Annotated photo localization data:
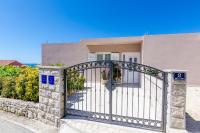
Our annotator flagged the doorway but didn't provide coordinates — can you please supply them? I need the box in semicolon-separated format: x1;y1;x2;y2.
122;52;140;84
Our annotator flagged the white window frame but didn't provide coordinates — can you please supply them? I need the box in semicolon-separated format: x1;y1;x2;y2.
96;54;104;61
111;52;120;60
88;53;96;61
88;52;120;61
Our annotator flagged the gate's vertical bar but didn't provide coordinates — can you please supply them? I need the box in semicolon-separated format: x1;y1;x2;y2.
78;68;80;110
104;67;106;117
95;67;96;113
143;73;146;120
63;69;67;116
149;76;152;120
109;61;113;121
86;68;88;111
162;72;168;133
90;68;92;112
121;66;124;116
155;79;158;120
126;69;129;117
116;65;118;115
82;69;84;111
137;73;140;118
132;67;134;118
100;67;102;113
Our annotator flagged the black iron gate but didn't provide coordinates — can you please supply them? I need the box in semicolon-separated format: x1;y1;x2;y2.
64;60;167;132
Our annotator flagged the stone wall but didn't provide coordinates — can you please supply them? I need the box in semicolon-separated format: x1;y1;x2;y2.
170;79;186;128
38;66;65;127
0;97;39;119
166;70;187;131
0;66;66;128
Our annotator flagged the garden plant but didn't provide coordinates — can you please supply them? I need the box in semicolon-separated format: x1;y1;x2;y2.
67;69;85;95
0;65;39;102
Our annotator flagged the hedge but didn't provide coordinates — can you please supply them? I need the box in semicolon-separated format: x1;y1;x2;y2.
0;66;39;102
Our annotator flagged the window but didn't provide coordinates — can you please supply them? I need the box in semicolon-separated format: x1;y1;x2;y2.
97;54;103;61
89;53;112;61
134;58;137;63
129;58;132;63
111;53;120;60
88;53;96;61
105;54;111;60
123;55;125;61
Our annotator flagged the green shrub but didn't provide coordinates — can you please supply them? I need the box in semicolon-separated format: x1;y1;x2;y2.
0;77;3;95
16;75;26;100
1;77;17;98
24;68;39;102
16;67;39;102
0;66;39;102
0;65;21;77
67;70;85;95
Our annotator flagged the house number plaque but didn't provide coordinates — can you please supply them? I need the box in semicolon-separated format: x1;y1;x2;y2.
173;72;186;81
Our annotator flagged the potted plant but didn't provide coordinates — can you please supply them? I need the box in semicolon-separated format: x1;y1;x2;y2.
101;70;108;84
113;66;121;83
101;64;122;84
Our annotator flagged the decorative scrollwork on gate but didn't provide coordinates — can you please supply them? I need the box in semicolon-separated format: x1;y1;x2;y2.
112;61;164;80
65;60;164;80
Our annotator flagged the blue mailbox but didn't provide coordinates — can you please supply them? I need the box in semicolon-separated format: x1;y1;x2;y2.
48;75;55;85
41;75;47;84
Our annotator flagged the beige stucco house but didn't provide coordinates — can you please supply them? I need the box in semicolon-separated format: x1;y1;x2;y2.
42;33;200;85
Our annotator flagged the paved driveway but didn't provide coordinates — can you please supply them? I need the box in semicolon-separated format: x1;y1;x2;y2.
0;118;32;133
67;75;164;129
0;110;58;133
66;80;200;133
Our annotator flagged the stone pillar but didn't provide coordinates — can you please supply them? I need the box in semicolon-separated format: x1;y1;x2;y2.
38;66;65;127
165;70;187;131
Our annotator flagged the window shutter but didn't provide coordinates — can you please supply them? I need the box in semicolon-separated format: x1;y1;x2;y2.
88;53;96;61
111;53;120;60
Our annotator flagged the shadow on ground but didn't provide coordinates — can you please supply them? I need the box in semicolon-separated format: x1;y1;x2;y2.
186;113;200;133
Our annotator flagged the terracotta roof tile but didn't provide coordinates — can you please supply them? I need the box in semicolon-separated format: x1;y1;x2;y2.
0;60;23;66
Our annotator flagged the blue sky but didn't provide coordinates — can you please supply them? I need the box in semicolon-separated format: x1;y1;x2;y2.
0;0;200;63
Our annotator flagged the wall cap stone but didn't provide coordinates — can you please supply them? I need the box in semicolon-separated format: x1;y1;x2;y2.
163;69;187;73
0;97;39;105
38;65;66;69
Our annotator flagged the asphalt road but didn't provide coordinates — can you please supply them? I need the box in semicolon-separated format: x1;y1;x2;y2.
0;118;33;133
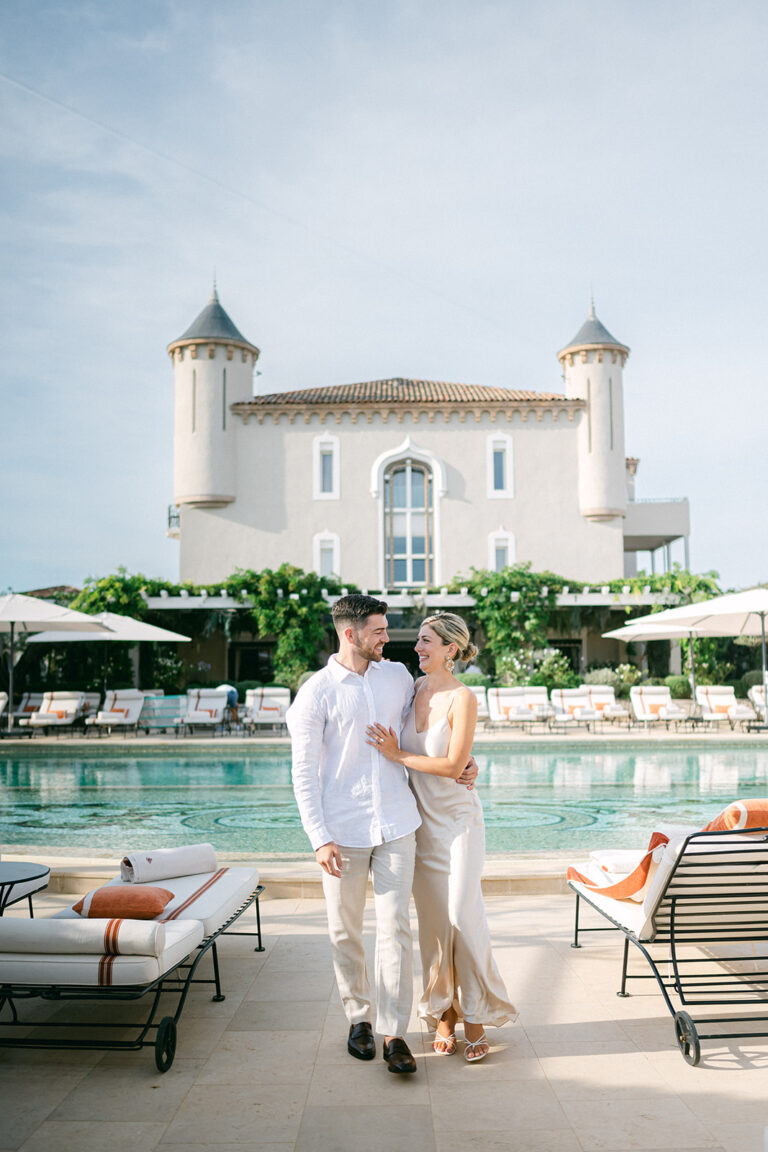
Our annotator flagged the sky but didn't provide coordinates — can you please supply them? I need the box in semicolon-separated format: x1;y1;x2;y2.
2;0;767;594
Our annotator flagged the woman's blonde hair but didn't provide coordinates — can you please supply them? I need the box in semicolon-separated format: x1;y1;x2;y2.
420;613;478;664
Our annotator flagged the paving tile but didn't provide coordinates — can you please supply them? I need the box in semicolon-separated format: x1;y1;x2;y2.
160;1083;306;1144
0;1077;89;1150
244;968;335;1002
435;1131;582;1152
559;1095;721;1150
16;1120;166;1152
226;999;329;1031
197;1029;321;1085
429;1080;568;1132
307;1053;430;1105
49;1061;199;1123
538;1049;670;1099
295;1104;435;1152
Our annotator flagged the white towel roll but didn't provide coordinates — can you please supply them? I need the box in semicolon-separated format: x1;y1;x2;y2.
120;843;218;883
0;917;166;956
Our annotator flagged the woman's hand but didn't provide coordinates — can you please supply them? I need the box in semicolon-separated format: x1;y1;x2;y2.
365;722;402;762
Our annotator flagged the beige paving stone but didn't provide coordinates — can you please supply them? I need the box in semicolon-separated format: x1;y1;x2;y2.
160;1083;306;1145
429;1080;568;1132
523;1019;630;1047
307;1054;430;1105
197;1029;321;1085
226;998;328;1032
559;1095;722;1150
295;1104;435;1152
435;1130;583;1152
706;1121;768;1152
0;1078;90;1150
16;1120;166;1152
537;1049;671;1099
49;1061;199;1123
245;968;335;1002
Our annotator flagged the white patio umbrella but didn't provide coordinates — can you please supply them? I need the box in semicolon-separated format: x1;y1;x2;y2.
607;588;768;718
28;611;191;695
0;594;112;732
603;620;706;702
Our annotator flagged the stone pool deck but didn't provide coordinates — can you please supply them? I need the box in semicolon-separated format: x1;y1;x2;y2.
3;888;768;1152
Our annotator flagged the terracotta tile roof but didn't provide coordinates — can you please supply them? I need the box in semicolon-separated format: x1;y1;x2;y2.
242;378;568;406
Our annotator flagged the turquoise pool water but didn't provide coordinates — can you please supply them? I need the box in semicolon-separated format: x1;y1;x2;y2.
2;745;768;855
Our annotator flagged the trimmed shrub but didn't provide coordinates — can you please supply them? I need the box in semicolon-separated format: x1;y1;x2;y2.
664;674;691;699
456;673;492;687
584;668;621;691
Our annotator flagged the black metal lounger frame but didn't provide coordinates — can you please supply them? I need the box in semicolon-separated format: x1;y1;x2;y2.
570;827;768;1065
0;884;264;1072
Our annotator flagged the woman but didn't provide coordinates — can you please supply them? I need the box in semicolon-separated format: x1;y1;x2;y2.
366;613;515;1062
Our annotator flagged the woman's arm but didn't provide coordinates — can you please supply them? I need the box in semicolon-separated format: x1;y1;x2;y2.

--- WHAT THE TASK ASKS ---
Take every record and copy it word for word, dropping the pictures.

--- ANSWER BOX ---
Our annotator flagged the doorway but didn't provide coordinates — can you please supply them? I need the box in semicolon-separated format: x1;y1;x2;y2.
122;52;140;84
Our annotator flagged the white window frame but didn't provide coordinates — can you please supply them? I need the box in semicolon-separated format: x1;y1;x2;y2.
96;54;104;61
111;52;120;60
88;53;96;61
88;52;120;61
Our annotator flagged the gate's vertical bar but didn't provide coordinates — can you please supply them? I need the box in semicolon-separated format: x1;y1;x2;y2.
78;68;80;110
104;67;106;117
95;67;96;113
143;73;146;120
63;69;67;116
149;76;152;120
109;61;113;121
86;68;88;111
162;72;168;133
90;68;92;112
121;66;124;116
155;79;158;120
126;69;129;117
116;65;118;115
82;69;84;111
137;73;140;118
132;67;134;118
100;67;102;113
Our annotator flagged the black iron gate but didn't provide coordinates — can you please supply them? I need the box in semicolon-separated format: x1;y1;x2;y2.
64;60;167;132
Our annotator flagged the stone wall but didn't provide coordinates — can you please supply them? I need the box in semicolon-separated format: x1;y1;x2;y2.
170;79;186;128
38;66;65;127
0;97;39;119
166;70;187;131
0;66;66;128
Our annotator flagged the garden plant but didn't provide coordinates — can you please supply them? I need the box in semicolon-separated format: x1;y1;x2;y2.
67;69;85;95
0;65;39;102
Our annotator flagged the hedge but didn't provide coordinates — can you please supply them? I need the box in semicolon-separated format: x1;y1;x2;y2.
0;66;39;102
Our annotator flagged the window but didn't provide coordinates — can you please supply them? I need the box in semicolon-separated format: x1;y1;x2;y2.
97;54;103;61
89;53;112;61
134;58;137;63
129;58;132;63
111;53;120;60
88;53;96;61
105;54;111;60
123;55;125;61
Our annotator flagged the green shrub but didn't provide coordinates — can you please supply them? I need the box in semicolon-separated format: x1;y1;x2;y2.
0;77;3;95
16;75;26;100
1;77;17;98
24;68;39;102
16;67;39;102
0;66;39;102
0;65;21;77
67;70;85;95
Our annotator flagged the house number plaque but didn't provide coordinates — can you please supply them? I need the box in semicolon-separated format: x1;y1;x2;y2.
173;72;186;81
Our annotator flagged the potted plant but didn't provide coordinates — can you please supply them? I need the box in semicolon-separated format: x1;y1;x2;y2.
101;70;108;84
113;66;121;83
101;64;122;84
Our annotator flagged the decorative scrollwork on gate but didn't provide coordinates — can you please supply them? I need the box in semicolon-separated format: x1;y1;x2;y2.
112;61;164;80
65;60;164;80
Our annotator flagged the blue mailbox but didn't provide coordinates — can you please supply them? I need the box in semicolon-separated format: x1;y1;x2;y2.
48;75;55;85
41;75;47;84
Our annotator flagged the beige stucco house but didn't provide coordinates — can you please supply them? I need the box in semicolon-separated format: x1;y1;x2;y2.
42;33;200;85
Our annotator flagged the paved driveway but didn't provide coordinates — can you please supply them? I need the box in semicolon-separated format: x1;y1;x2;y2.
0;118;32;133
67;75;164;129
0;110;58;133
66;80;200;133
Our annotator flagged the stone pillar but didn't provide coordinates — can you please supply them? I need the box in semicolon-separated format: x1;y1;x2;y2.
38;66;65;127
165;70;187;131
Our annotator flagged the window shutter but didn't provide coordinates — can you please supply them? I need the box in semicolon-separated format: x1;y1;x2;y2.
88;53;96;61
111;53;120;60
Our annotator flagged the shadow on ground but didn't provide coordinates — can you please supply them? I need the box in semicolon-separated format: x1;y1;x2;y2.
186;113;200;133
Our annotator flagged the terracotta roof tile but didn't provide coordinates — can you please supply them? I need the box in semicolon-separated format: x1;y1;x2;y2.
0;60;23;66
Our annotator flagged the blue sky but didn't provide coordinates — can you please supply them? I need the box in semicolon-separated format: x1;y1;x2;y2.
0;0;200;63
Our annotator flagged the wall cap stone but didn't provide coordinates — can you please supply them? I need the box in semicolon-separated format: x1;y1;x2;y2.
163;69;187;73
0;97;39;105
38;65;66;69
Our annotator flagged the asphalt road but didn't provide coordinates — can you please supply them? I need the box in semicolon-separated format: x1;y1;x2;y2.
0;118;33;133
Our annotator flagged the sky but didn't provide coordinates — can you please supply them? I need the box in semicolon-separated format: x1;y1;x2;y2.
2;0;767;594
Our annotator flagged the woman's blonde hair but didn't provide coordinates — can you please supply them? I need the box in semicolon-separated format: x1;y1;x2;y2.
420;613;478;664
Our annotator flagged the paving tile but didn't provide coordinates — can you please supply them? I need the box in semicolon-separated format: x1;y1;x2;y2.
160;1083;306;1144
0;1077;89;1150
244;968;335;1002
435;1131;582;1152
559;1095;721;1150
16;1120;166;1152
226;999;329;1031
197;1029;321;1085
429;1080;568;1132
307;1053;430;1105
49;1061;199;1123
538;1049;670;1099
295;1104;435;1152
Our annotator flagged the white towel roll but didn't provide coordinates — can you please supply them? I need the box in semicolon-separated format: x1;y1;x2;y2.
120;843;218;883
0;917;166;956
Our annotator flagged the woman's hand but didn't provide coordinates — can you please supply them? I need the box in semicolon-separated format: x1;y1;x2;y2.
365;722;402;762
Our annotator flagged the beige paving stone but didn't provide coordinates — can you please supply them? I need the box in semicolon-separated format: x1;y1;x2;y2.
160;1083;306;1145
429;1080;568;1132
523;1019;630;1047
307;1054;430;1105
197;1029;321;1085
226;998;328;1032
559;1095;722;1150
295;1104;435;1152
435;1130;583;1152
706;1121;768;1152
0;1078;90;1150
16;1120;166;1152
537;1049;671;1099
49;1061;199;1123
245;968;335;1002
Our annotator flagged the white patio umbrella but didn't provide coordinates — can you please supply them? I need the box in semicolon-separated format: x1;y1;x2;y2.
607;588;768;718
28;611;191;695
0;594;112;732
603;620;706;702
Our annotator flagged the stone pool deck but didn't provide coordinates — can you please supply them? I need the box in semicolon-separated format: x1;y1;x2;y2.
3;888;768;1152
Our annotator flagged the terracotta tile roof but didn't provide coordinates — can you please supply them? I need the box in semicolon-separated format: x1;y1;x2;y2.
242;378;568;406
Our annotator flagged the turquoise pool water but didn't provide coordinates — can you please supply them? I need the box in semicolon-separated format: x1;y1;x2;y2.
2;745;768;855
Our annotator flagged the trimmed shrub but didn't provide coordinates — can you please supply them? I need the box in semicolon-separated format: x1;y1;x2;y2.
664;674;691;699
456;673;492;687
584;668;621;691
Our annotator flagged the black metal lounger frame but didn't provide coordinates — can you please supply them? I need the box in semicolon-separated format: x1;y1;x2;y2.
570;827;768;1065
0;884;264;1072
Our annotator flagged the woman but didn't provide coordinates — can you please supply them? I need the box in semicolon-separated format: x1;y1;x2;y2.
366;613;515;1062
Our annotator flagged the woman's arm but didn't provide coordinates — can you please supply them? I need the box in semicolon-separated format: x1;y1;x2;y2.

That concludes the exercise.